AIM ▸ Please retype the records below word for word, leaving the pictures out of your answer.

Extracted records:
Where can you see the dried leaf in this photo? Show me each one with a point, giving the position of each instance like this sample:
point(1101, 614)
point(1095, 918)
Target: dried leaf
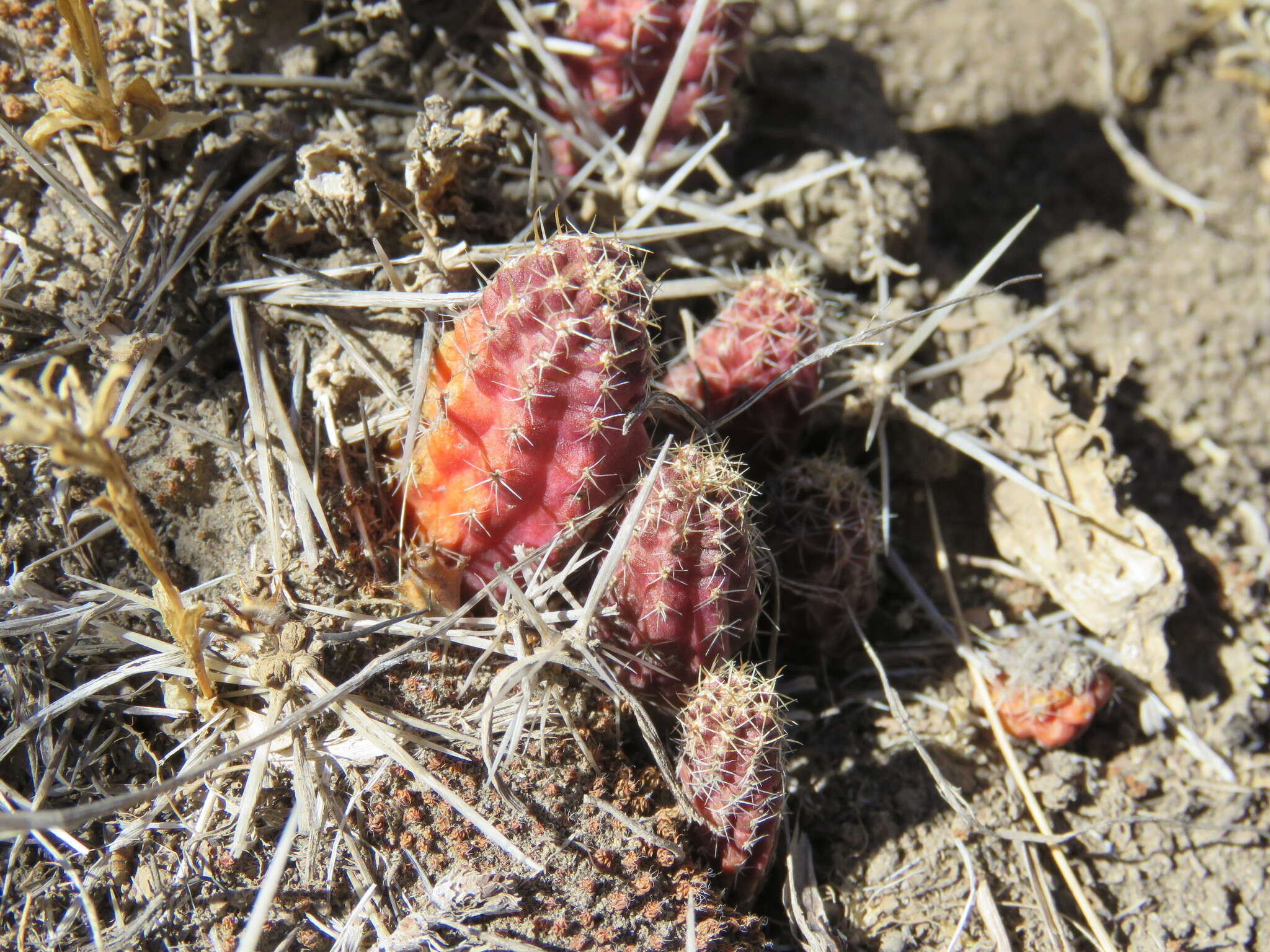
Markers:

SOLUTION TO THIS EXERCISE ▸
Where can you see the dried leaf in this photo? Show me each one with a point, giving the position of each instance like this sample:
point(1101, 614)
point(1095, 918)
Target: dried leaf
Markers:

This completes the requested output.